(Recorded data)
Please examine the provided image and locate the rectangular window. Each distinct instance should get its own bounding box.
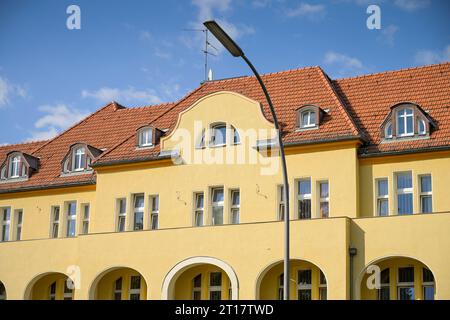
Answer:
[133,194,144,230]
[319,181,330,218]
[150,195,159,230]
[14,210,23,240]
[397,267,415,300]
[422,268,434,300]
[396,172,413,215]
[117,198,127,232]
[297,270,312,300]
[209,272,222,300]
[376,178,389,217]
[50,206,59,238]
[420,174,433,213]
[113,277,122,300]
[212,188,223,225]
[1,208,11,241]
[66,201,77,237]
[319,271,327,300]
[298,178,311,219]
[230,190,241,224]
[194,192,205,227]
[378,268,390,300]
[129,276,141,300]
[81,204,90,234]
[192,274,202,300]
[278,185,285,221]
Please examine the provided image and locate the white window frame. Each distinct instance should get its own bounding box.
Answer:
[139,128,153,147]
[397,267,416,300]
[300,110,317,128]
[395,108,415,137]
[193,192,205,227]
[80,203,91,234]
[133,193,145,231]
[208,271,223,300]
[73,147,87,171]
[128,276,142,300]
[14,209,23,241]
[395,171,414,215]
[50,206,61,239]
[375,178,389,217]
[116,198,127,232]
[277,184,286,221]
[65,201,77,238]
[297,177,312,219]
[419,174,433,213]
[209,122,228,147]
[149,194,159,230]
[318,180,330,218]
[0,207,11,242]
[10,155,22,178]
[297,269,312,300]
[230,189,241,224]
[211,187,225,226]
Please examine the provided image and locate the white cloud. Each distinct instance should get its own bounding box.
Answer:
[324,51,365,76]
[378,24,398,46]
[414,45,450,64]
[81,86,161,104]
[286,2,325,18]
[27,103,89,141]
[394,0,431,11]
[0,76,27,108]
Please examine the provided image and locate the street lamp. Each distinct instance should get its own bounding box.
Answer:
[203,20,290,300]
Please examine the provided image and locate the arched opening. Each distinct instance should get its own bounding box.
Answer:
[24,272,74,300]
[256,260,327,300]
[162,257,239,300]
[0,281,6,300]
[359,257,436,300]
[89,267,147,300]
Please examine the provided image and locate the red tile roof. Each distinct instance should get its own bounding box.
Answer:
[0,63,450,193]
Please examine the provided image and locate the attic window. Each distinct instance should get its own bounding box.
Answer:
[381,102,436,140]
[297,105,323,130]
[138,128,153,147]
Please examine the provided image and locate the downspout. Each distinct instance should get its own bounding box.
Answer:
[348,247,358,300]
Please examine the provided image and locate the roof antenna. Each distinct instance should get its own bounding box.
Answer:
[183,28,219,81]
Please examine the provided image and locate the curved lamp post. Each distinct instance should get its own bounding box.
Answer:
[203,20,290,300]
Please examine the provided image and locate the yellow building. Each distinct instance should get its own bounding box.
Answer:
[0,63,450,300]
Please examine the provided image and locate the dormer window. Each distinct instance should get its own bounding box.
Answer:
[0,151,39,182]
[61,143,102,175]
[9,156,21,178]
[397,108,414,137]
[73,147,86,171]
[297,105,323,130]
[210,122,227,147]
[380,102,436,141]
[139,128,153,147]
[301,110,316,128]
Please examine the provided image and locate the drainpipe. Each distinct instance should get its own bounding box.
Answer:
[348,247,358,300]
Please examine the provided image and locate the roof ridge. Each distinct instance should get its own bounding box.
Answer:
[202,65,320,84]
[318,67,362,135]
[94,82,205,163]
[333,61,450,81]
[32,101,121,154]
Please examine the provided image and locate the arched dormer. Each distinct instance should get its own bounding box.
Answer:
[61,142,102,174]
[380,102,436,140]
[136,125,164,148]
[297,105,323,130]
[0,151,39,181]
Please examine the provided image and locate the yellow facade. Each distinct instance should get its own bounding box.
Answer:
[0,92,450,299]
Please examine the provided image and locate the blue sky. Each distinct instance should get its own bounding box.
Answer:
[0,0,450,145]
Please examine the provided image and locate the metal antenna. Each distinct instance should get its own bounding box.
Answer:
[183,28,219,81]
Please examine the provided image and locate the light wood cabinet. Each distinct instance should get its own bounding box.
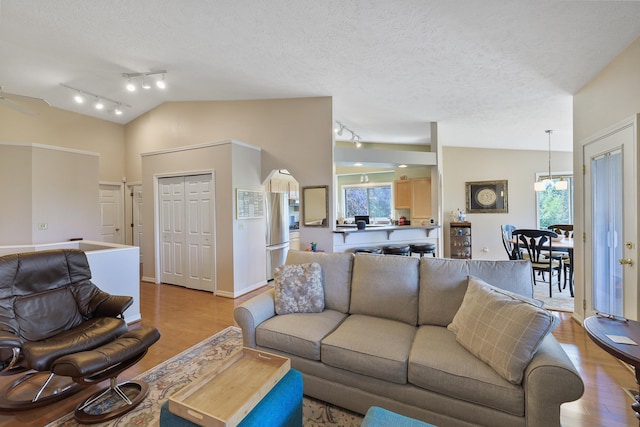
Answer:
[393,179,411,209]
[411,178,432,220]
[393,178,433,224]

• TASK DESCRIPTION
Arrange the entries as a two-column CSV with the columns request and answer, starting with the line with "Please examine the provided image and locate the roof antenna." and going on through the line with "[32,101,121,154]". Give one row per entry, put each field in quotes, and turn any line breaks into spaces.

• REPLY
request,answer
"Please examine the provided image and locate the roof antenna. Each distinct instance should get its own bounding box. Answer:","[183,28,219,81]"
"Please examine the provided image and locate the curved lamp post. Each distinct instance should get its own bounding box. Answer:","[203,20,290,300]"
"Please examine the provided image and locate the yellow building. Each distinct instance should get its own bounding box. Answer:","[0,63,450,300]"
"Please examine the provided image and locate the dormer window. Each distinct instance should get its own bounding box. Answer:","[0,151,39,182] [61,143,102,175] [9,156,21,178] [397,108,414,137] [73,147,86,171] [297,105,323,130] [210,122,227,147] [380,102,436,141] [139,128,153,147] [301,110,316,128]"
"Please examine the provided image and locate the drainpipe. Each distinct instance should get its own bounding box. Answer:","[348,247,358,300]"
"Please examine the provided image and locate the roof ridge. Each distinct instance should get its own bounding box. Answer:","[202,65,320,84] [318,67,362,135] [94,82,205,163] [333,61,450,81] [32,101,121,154]"